### Consigne
D'après le passage fourni sur Kéroué, au sein de quel groupe l'artiste a-t-il évolué avant de se lancer en solo ?

===== Passage fourni

Keroué, langage des signes
Un bouillonnement intérieur : c’est la sensation que donne la musique de Kéroué depuis son envol en solo il y a trois années maintenant. Si les plus assidus de la nouvelle scène parisienne du rap des années 2010 ont pu constater pendant une décennie ses qualités d’écriture et de placement au sein du groupe Fixpen Sill, les moments d’introspections qu’il parsemait ici et là dans ses couplets étaient souvent ceux qui sonnaient le plus juste. Une qualité pour sonder ses propres émotions que le Breton a fini par pleinement exploiter en se lançant en solo en 2022, au travers de trois EPs (Eckmül, CANDELA, SCOPE) dans lesquels il conviait à la fois l’exigence de l’écriture et les moments d’émotions, notamment lorsqu’il s’observait longuement dans le miroir.

==========
===== Données fournies

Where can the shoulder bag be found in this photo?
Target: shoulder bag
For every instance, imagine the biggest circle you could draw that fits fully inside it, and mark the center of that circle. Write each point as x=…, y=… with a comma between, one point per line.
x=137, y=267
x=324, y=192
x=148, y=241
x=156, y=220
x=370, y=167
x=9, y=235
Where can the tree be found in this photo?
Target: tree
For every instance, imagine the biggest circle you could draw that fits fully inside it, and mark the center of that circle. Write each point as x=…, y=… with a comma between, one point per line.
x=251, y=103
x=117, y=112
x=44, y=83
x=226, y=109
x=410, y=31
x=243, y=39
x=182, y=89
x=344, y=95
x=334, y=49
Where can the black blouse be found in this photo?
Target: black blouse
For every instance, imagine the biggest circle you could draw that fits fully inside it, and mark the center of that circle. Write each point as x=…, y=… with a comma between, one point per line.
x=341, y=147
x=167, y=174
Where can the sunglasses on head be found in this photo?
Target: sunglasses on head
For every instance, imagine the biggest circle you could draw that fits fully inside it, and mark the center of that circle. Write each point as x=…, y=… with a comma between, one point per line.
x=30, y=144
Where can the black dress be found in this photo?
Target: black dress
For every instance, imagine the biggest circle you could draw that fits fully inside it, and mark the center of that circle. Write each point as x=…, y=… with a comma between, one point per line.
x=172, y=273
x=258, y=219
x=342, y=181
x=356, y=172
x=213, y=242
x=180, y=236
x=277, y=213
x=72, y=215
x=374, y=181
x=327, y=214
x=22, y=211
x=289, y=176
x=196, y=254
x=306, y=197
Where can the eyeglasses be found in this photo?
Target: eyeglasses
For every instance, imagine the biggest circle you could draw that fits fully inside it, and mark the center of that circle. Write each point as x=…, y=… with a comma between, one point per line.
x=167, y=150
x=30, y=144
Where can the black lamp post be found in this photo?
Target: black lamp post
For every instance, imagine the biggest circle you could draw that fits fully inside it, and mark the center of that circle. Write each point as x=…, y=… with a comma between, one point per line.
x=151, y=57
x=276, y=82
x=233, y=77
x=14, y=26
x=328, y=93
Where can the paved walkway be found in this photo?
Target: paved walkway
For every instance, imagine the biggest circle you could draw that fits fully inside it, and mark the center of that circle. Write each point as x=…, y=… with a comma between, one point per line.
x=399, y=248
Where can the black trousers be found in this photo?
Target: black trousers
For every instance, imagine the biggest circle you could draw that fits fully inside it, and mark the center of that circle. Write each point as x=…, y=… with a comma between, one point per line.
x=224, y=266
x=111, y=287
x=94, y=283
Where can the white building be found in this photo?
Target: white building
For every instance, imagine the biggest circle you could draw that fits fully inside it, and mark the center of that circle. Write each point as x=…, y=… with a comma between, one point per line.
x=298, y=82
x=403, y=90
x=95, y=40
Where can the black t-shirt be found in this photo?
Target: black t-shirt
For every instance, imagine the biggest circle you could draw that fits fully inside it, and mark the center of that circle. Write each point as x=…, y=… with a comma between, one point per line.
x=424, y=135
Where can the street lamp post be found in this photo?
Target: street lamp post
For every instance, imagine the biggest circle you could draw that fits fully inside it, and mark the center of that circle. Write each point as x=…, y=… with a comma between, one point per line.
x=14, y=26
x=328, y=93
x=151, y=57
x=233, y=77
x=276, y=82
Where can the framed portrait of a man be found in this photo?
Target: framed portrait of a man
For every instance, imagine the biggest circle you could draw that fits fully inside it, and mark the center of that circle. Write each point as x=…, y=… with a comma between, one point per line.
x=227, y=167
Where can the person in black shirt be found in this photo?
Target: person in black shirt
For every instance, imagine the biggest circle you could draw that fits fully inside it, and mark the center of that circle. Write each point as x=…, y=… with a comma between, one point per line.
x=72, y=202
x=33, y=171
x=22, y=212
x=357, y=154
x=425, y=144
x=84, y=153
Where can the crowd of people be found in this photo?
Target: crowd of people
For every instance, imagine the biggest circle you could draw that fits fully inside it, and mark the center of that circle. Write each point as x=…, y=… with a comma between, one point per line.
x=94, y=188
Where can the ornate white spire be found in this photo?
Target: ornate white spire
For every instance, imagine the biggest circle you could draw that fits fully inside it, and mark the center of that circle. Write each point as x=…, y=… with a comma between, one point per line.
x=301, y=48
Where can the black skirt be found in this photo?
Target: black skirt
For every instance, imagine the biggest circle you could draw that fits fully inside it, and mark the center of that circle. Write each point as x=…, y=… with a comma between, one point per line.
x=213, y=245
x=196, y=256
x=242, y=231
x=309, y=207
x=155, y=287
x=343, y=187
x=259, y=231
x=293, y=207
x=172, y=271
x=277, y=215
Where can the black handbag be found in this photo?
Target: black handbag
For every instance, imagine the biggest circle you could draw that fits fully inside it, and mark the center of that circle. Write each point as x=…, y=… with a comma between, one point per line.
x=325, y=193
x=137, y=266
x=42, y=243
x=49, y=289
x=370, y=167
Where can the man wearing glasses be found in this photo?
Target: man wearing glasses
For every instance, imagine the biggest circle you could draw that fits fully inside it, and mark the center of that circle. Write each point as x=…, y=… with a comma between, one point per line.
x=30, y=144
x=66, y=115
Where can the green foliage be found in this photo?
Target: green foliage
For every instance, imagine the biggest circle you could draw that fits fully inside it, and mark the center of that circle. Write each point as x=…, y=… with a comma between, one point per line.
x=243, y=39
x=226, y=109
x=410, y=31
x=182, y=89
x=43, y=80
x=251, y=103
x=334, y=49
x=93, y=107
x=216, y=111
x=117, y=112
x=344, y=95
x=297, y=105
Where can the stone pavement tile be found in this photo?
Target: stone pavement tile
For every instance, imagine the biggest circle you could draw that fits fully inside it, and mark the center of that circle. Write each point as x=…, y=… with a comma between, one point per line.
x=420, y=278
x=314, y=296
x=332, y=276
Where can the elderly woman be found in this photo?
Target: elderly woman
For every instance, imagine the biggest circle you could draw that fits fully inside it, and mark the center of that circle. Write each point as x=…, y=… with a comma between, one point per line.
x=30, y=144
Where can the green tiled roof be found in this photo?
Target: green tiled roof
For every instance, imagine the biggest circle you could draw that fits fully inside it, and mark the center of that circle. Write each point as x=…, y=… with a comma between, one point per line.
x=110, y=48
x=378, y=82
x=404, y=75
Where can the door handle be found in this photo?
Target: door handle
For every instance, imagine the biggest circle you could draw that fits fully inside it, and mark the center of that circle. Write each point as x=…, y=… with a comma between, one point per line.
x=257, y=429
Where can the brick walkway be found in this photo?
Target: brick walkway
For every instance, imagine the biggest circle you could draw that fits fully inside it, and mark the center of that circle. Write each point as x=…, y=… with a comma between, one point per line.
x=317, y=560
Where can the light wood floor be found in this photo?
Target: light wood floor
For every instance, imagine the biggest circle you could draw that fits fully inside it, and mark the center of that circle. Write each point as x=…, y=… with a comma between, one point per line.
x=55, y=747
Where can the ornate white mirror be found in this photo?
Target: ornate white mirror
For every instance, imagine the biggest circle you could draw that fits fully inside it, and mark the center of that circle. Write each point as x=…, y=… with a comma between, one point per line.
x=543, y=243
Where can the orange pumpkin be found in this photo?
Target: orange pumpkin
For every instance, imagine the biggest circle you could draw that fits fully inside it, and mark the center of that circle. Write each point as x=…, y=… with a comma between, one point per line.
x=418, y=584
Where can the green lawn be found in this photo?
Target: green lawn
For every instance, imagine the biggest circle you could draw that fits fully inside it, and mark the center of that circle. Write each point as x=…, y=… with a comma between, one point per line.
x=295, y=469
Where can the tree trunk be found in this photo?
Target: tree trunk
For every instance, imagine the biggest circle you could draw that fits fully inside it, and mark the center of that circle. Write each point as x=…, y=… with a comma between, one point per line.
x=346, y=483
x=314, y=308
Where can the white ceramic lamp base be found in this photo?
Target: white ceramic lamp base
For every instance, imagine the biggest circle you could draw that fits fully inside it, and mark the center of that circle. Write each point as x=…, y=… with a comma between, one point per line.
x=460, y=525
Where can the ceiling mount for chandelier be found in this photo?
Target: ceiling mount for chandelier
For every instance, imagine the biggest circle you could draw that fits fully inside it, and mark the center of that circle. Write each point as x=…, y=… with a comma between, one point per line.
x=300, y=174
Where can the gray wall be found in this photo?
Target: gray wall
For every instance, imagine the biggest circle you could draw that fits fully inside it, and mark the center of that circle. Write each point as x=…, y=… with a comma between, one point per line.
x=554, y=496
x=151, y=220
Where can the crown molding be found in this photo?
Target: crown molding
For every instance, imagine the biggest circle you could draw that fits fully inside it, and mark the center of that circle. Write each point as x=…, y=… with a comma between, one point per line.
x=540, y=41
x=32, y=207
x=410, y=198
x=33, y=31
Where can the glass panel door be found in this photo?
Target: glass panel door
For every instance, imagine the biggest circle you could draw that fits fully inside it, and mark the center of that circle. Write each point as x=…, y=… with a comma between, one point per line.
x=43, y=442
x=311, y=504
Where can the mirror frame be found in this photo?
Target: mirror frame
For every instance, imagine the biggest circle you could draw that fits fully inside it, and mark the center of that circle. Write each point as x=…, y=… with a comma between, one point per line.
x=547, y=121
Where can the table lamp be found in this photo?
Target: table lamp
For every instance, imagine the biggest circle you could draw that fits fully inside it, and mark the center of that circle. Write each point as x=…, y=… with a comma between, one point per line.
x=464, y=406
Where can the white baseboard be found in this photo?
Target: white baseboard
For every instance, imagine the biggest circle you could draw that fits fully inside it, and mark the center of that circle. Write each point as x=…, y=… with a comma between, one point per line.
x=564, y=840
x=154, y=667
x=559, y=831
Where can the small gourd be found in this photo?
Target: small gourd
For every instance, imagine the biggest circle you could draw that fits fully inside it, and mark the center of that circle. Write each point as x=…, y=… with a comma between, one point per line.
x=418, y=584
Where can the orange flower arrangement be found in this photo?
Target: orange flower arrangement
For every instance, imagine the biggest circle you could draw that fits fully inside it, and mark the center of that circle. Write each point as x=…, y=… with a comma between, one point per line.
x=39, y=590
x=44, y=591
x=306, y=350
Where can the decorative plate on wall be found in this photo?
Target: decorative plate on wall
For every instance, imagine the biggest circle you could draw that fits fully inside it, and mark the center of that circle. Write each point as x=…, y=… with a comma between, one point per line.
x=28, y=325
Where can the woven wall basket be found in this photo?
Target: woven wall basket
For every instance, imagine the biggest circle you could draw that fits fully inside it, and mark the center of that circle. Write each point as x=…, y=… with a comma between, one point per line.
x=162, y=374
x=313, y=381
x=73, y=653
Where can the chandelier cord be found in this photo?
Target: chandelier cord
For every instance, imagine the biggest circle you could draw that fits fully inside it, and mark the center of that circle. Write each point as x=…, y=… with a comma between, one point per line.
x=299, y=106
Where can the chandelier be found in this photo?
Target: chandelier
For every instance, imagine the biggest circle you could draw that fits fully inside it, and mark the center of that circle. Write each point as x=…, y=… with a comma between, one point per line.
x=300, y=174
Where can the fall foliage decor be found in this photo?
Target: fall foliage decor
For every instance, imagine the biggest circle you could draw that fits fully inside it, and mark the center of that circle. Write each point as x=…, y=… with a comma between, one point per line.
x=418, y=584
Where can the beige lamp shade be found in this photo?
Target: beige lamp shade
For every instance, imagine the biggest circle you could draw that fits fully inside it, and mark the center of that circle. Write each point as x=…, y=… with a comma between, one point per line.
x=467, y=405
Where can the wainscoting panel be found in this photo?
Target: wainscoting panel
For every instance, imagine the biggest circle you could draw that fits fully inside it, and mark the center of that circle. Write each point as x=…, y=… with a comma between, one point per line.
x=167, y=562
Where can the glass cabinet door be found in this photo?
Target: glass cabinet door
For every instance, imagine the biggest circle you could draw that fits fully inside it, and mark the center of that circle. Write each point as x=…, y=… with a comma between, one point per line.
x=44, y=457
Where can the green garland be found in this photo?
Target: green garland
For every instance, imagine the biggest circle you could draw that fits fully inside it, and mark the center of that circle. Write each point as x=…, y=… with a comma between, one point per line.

==========

### Réponse
Au sein du groupe Fixpen Sill.